■ Brief
Scan the listing for the word "cream", and copy out each line where it is found.

■ Data for this task
___

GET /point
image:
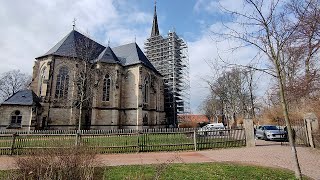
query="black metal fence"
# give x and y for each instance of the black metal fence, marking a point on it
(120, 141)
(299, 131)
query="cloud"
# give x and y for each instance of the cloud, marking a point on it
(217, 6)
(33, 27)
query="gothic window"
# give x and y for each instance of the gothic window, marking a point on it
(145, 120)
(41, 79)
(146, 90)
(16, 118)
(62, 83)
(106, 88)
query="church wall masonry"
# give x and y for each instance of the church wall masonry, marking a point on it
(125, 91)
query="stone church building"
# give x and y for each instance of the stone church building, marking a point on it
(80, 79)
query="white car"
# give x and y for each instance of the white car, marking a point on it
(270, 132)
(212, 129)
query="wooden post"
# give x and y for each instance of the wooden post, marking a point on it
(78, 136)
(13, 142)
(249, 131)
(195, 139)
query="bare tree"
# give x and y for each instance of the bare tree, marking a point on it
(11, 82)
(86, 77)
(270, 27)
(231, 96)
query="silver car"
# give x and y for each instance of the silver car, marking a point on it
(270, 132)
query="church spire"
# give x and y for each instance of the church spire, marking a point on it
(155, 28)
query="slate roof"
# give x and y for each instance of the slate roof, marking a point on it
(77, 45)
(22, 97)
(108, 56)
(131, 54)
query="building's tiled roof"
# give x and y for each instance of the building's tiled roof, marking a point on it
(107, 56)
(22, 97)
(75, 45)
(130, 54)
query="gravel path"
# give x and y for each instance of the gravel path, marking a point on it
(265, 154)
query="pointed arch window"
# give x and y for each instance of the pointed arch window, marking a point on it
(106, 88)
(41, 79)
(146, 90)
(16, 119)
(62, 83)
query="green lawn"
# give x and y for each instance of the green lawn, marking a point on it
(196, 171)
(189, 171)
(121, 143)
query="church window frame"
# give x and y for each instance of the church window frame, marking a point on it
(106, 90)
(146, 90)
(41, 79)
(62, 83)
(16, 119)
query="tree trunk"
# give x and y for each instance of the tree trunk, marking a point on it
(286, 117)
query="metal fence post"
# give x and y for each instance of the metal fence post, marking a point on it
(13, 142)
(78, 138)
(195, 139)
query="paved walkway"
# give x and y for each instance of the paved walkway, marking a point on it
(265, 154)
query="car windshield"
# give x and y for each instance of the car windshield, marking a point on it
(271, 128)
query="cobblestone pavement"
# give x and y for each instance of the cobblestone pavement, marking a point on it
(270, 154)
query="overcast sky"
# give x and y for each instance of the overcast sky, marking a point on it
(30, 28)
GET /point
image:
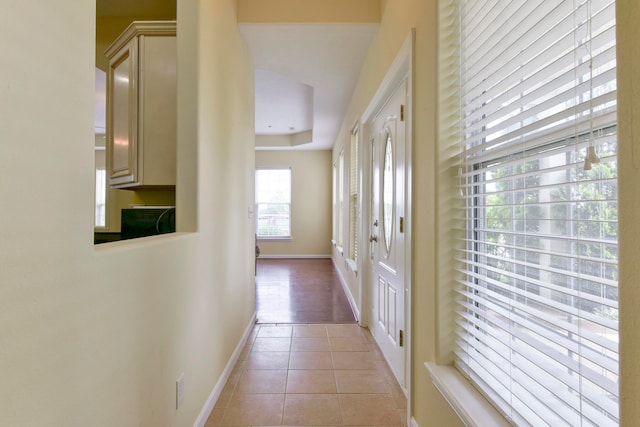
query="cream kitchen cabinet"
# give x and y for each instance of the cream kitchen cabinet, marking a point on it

___

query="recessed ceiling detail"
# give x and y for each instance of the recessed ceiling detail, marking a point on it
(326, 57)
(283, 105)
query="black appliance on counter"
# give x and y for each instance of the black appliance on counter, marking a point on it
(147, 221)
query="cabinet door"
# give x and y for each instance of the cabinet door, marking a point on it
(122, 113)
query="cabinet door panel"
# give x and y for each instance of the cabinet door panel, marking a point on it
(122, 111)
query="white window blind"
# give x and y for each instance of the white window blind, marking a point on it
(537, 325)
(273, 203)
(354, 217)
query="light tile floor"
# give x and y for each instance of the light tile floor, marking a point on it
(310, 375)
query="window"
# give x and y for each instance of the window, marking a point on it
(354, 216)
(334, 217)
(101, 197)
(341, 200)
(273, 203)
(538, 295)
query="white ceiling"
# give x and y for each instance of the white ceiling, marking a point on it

___

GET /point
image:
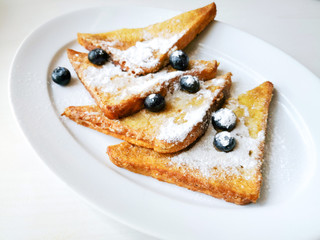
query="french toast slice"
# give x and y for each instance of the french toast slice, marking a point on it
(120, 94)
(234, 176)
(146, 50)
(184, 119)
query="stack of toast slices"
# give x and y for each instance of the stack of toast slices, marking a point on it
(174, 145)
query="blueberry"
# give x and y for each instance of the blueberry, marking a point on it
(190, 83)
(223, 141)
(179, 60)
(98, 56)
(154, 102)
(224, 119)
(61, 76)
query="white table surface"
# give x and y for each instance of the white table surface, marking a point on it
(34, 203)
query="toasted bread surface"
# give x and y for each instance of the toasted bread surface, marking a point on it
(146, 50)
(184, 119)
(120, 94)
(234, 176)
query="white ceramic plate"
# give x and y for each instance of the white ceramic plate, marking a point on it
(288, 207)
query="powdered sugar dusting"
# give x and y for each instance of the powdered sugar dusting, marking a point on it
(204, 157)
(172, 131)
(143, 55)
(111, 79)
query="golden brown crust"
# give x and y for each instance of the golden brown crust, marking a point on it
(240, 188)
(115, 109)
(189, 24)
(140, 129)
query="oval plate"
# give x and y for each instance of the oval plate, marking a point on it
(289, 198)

___

■ Answer box
query="cream kitchen cabinet"
# give x and y for each instance of the cream kitchen cabinet, marking a point on it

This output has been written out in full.